Stated problem
Transcribe the rows below word for word, keeping them in their original order. Omit the pictures from your transcription.
>> Start Material shown
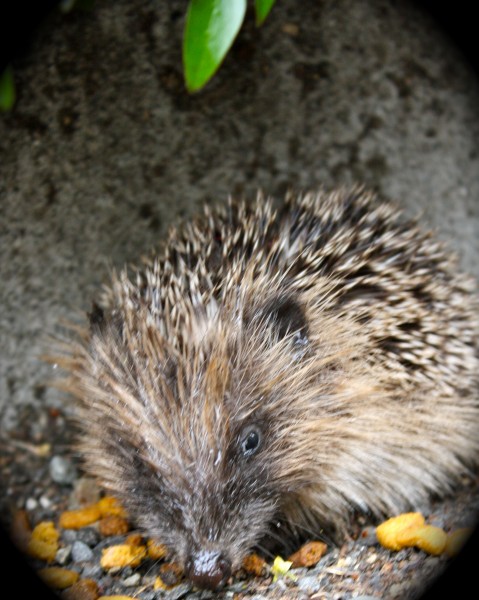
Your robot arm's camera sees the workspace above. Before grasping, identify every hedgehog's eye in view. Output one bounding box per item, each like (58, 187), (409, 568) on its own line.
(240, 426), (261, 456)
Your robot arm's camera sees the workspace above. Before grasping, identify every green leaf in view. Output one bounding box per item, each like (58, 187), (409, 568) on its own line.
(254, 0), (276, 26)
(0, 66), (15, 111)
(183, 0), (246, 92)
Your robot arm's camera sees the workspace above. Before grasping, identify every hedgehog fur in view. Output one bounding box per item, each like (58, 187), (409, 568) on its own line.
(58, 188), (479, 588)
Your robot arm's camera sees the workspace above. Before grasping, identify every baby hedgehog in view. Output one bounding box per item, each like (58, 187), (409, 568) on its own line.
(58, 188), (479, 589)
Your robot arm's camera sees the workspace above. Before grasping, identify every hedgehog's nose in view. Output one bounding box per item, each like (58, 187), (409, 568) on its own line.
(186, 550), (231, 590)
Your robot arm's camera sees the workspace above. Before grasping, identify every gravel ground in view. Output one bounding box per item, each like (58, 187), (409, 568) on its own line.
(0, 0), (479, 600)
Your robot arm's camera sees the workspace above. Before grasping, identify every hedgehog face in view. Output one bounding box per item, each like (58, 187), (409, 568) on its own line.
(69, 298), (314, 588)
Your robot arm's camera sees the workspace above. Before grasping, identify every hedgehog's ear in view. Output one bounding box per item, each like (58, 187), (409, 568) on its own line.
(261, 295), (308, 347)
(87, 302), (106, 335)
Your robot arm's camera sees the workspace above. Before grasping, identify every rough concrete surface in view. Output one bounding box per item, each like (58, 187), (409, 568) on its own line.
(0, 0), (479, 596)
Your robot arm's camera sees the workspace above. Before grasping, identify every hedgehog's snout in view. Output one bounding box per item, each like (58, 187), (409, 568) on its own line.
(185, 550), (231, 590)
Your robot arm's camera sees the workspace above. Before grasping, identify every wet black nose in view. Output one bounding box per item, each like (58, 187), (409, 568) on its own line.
>> End Material shown
Solution for this exercise
Your robot arm's camera sees the workspace above. Before grasping, identify every hedgehog's eye in view. Output one bounding box per item, each like (58, 187), (409, 568) on its own line.
(240, 426), (261, 456)
Your robot arm's camera sees the workspace above. Before grasping, identify every green leaf in view. Output one bounding box per item, each like (58, 187), (409, 568) on its own line.
(254, 0), (276, 26)
(0, 66), (15, 111)
(183, 0), (246, 92)
Your robot arm's camera sees the workspace above. Before grasping, identify every hedgehog fur in view. Output one bounding box per item, each like (58, 187), (409, 568) on its own line.
(58, 188), (479, 588)
Your robot arm's camera sees the workspace above. Before grasping, identify every baby hedgehog in view. Output one bounding box per item, each like (58, 187), (409, 568) on its own line.
(58, 188), (479, 589)
Your robot arm's camera sees the workspace above. Before grasping, identify every hedgehog's nose in view. Output one bounding box per item, each like (58, 187), (409, 568) on its own line.
(186, 550), (231, 590)
Your robot arm's camera sees the workspace above. Before grasping, identify every gravel ground in view. Output one bounding box per item, each like (58, 187), (409, 568) on its own line.
(0, 0), (479, 600)
Your robot arm's camera sees the workspace above. Before grasping, identify every hedgehog face in view. Output one bounding box per item, each like (58, 187), (409, 568) on its own line.
(69, 298), (314, 588)
Your robot arm's camera sees the workspace above. Before grasping, identify every hedgehog's ear in view. Output one bounding box per item, each like (58, 187), (409, 568) on its own line.
(261, 295), (308, 347)
(87, 302), (106, 335)
Your robot arm's camera sees the workspace above. Before grasping, identify every rough concrete surface in view. Output one bounding box per item, each like (58, 187), (409, 568) on its own line.
(0, 0), (479, 596)
Your robot arm's camera sees the workspace above. Before grasping, identify every hedgehog's snout in view. Output one bounding box per item, each like (58, 187), (409, 568) on its own line.
(185, 550), (231, 590)
Your robot arm's camera sees the workspace above. Before grasping, identify every wet black nose in view. Output one bounding box per item, each like (58, 187), (409, 568) on its own line.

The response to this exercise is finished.